## Begin

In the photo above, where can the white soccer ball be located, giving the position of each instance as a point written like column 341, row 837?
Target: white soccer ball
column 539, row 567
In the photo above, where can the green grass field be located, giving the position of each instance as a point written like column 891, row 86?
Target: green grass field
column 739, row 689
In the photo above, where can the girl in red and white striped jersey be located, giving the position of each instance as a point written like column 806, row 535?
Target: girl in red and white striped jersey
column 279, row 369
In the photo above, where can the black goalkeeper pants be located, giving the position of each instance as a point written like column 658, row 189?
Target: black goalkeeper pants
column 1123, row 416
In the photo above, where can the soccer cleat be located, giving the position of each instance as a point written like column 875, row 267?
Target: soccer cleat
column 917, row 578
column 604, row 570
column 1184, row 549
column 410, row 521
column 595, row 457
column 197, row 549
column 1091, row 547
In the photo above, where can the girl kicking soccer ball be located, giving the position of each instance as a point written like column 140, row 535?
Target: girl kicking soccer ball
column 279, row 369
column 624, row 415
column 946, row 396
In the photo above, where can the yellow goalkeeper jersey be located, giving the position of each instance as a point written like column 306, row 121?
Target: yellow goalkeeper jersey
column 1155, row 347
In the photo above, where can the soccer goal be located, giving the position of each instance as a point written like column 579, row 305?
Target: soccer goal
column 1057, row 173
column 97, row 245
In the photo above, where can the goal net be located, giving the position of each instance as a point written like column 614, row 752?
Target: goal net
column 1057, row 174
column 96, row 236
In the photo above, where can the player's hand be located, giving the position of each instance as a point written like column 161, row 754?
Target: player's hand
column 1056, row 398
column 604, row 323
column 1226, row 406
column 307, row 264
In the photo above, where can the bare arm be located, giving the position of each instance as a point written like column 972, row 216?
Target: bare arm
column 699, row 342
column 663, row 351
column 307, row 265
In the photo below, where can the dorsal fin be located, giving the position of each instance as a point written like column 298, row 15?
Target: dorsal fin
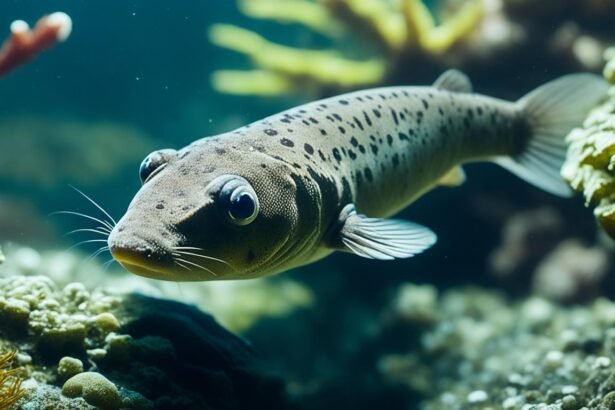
column 454, row 80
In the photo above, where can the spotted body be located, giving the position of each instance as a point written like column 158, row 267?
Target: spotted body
column 294, row 187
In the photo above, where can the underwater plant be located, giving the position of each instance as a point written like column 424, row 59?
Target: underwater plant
column 24, row 44
column 396, row 30
column 10, row 384
column 590, row 164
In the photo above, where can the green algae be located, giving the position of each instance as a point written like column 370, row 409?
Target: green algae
column 589, row 166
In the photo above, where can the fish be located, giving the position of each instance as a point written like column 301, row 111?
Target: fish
column 330, row 175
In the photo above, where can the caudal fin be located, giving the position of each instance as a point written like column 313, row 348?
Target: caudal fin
column 552, row 111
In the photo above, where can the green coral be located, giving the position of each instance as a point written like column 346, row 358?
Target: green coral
column 590, row 164
column 396, row 28
column 95, row 388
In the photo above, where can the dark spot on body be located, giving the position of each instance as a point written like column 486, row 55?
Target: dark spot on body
column 394, row 114
column 358, row 122
column 336, row 154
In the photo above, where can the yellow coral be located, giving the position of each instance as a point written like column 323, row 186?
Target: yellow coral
column 10, row 384
column 399, row 27
column 590, row 163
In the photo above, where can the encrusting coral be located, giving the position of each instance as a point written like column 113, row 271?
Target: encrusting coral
column 24, row 44
column 396, row 28
column 590, row 164
column 10, row 383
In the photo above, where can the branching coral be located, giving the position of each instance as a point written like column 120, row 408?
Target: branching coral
column 397, row 28
column 10, row 384
column 24, row 44
column 590, row 166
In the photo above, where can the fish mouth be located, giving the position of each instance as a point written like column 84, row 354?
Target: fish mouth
column 138, row 263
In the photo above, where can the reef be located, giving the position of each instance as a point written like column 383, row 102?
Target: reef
column 590, row 167
column 83, row 349
column 361, row 43
column 475, row 349
column 392, row 30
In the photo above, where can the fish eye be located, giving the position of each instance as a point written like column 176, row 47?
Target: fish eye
column 152, row 164
column 240, row 202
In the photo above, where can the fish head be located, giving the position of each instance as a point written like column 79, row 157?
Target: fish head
column 208, row 213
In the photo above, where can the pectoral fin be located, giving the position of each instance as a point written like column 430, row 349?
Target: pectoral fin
column 384, row 239
column 454, row 177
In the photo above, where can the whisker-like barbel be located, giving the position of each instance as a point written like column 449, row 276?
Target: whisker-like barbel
column 99, row 230
column 95, row 204
column 88, row 241
column 105, row 223
column 211, row 258
column 196, row 265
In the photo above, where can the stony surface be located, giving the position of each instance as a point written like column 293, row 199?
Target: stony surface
column 129, row 352
column 477, row 350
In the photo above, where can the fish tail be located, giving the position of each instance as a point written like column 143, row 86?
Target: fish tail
column 552, row 111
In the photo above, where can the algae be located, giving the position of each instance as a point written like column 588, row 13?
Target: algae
column 589, row 167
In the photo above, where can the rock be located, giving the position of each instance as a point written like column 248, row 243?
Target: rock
column 69, row 367
column 95, row 388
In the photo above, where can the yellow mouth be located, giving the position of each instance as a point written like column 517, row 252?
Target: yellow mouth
column 135, row 263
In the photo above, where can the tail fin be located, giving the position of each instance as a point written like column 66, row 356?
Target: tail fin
column 552, row 111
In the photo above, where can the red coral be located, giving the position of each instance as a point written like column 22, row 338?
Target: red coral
column 24, row 44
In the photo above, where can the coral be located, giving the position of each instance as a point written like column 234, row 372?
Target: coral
column 156, row 354
column 488, row 352
column 25, row 44
column 95, row 388
column 69, row 367
column 396, row 28
column 589, row 166
column 573, row 272
column 10, row 384
column 85, row 160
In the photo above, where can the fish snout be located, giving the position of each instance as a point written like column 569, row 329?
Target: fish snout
column 142, row 256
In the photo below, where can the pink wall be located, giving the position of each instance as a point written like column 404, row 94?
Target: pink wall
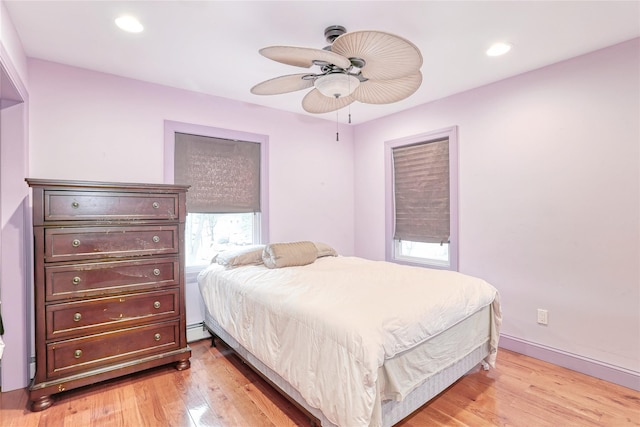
column 93, row 126
column 15, row 231
column 549, row 198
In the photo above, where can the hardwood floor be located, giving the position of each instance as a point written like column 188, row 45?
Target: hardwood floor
column 219, row 390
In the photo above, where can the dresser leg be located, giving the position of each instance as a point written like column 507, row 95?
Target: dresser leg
column 181, row 365
column 41, row 403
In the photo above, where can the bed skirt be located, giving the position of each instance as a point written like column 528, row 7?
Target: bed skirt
column 392, row 411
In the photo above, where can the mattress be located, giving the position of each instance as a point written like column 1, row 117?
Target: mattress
column 382, row 329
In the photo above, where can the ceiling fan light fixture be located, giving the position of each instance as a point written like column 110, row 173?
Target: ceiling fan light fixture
column 337, row 85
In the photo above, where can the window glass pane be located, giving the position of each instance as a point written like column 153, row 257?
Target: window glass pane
column 208, row 234
column 426, row 251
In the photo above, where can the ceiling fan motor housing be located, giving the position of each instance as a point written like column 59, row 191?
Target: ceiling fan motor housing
column 333, row 32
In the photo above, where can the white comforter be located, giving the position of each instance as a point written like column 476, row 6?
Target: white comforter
column 327, row 327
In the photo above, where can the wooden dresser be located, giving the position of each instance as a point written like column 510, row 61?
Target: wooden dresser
column 109, row 282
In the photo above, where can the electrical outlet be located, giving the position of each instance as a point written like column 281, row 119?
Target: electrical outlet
column 543, row 316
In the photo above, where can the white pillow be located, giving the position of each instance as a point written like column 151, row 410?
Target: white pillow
column 325, row 250
column 277, row 255
column 248, row 255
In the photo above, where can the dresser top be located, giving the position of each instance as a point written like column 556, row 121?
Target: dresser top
column 59, row 184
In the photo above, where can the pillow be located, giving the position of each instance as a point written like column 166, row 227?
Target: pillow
column 325, row 250
column 248, row 255
column 277, row 255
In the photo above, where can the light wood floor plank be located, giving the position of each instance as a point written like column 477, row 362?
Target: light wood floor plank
column 221, row 391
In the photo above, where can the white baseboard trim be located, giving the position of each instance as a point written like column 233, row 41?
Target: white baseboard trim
column 594, row 368
column 197, row 332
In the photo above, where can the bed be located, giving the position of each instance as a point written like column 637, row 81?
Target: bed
column 353, row 342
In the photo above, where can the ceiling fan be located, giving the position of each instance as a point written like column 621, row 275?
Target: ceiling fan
column 372, row 67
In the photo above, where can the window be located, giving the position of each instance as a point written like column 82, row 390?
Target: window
column 227, row 174
column 421, row 197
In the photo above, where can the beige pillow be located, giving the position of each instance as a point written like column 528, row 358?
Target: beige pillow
column 325, row 250
column 249, row 255
column 277, row 255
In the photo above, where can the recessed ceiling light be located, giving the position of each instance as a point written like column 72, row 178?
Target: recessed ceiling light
column 129, row 24
column 498, row 49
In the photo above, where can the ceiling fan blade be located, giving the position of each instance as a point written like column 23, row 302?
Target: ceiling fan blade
column 387, row 91
column 316, row 103
column 282, row 84
column 303, row 56
column 386, row 56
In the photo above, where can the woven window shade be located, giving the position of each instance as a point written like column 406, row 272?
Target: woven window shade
column 224, row 175
column 421, row 180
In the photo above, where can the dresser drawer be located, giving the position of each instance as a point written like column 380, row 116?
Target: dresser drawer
column 100, row 314
column 95, row 351
column 110, row 206
column 104, row 278
column 63, row 244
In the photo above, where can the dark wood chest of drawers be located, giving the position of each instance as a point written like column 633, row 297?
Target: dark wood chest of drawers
column 109, row 282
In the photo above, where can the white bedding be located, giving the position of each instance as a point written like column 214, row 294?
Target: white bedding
column 328, row 327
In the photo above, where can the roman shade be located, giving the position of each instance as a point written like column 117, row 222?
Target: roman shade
column 224, row 175
column 421, row 191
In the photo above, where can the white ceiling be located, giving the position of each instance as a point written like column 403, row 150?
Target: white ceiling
column 212, row 46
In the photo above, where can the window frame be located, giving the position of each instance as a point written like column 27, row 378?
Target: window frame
column 391, row 245
column 170, row 129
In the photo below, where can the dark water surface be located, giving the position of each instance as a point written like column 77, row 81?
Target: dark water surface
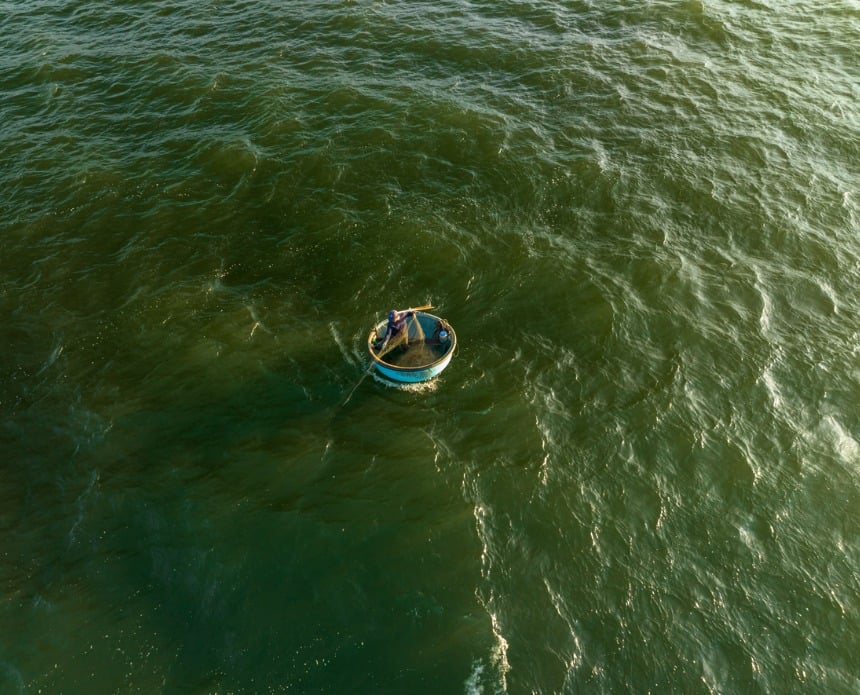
column 640, row 472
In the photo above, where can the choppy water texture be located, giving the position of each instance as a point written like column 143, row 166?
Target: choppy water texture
column 640, row 473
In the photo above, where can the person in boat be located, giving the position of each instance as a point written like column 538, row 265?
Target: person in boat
column 396, row 326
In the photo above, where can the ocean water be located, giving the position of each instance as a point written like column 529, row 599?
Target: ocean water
column 640, row 472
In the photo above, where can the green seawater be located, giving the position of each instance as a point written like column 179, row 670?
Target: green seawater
column 640, row 472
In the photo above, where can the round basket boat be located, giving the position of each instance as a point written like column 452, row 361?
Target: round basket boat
column 427, row 350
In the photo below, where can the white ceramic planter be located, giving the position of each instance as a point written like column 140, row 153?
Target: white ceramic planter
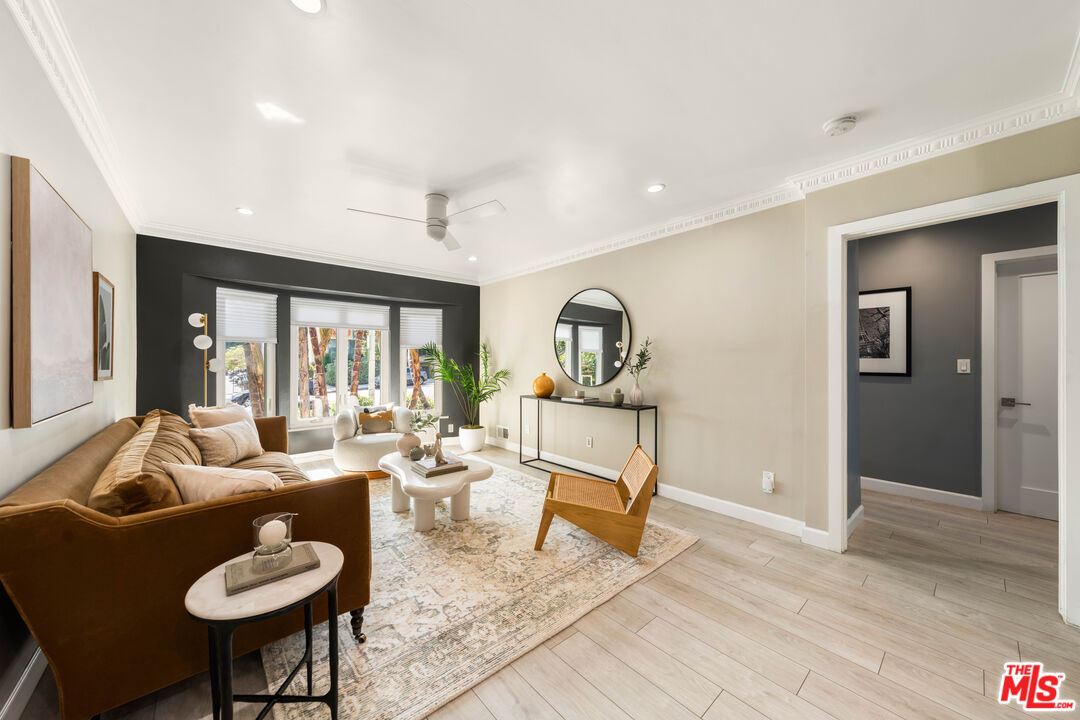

## End

Prompt: Which lines in the records above contain the word "recessed"? Copy each of them.

Written solution:
In the photo above, where can the recessed ceiling light be located, giving the position of each instance as a point written like column 72, row 178?
Target: recessed ceiling light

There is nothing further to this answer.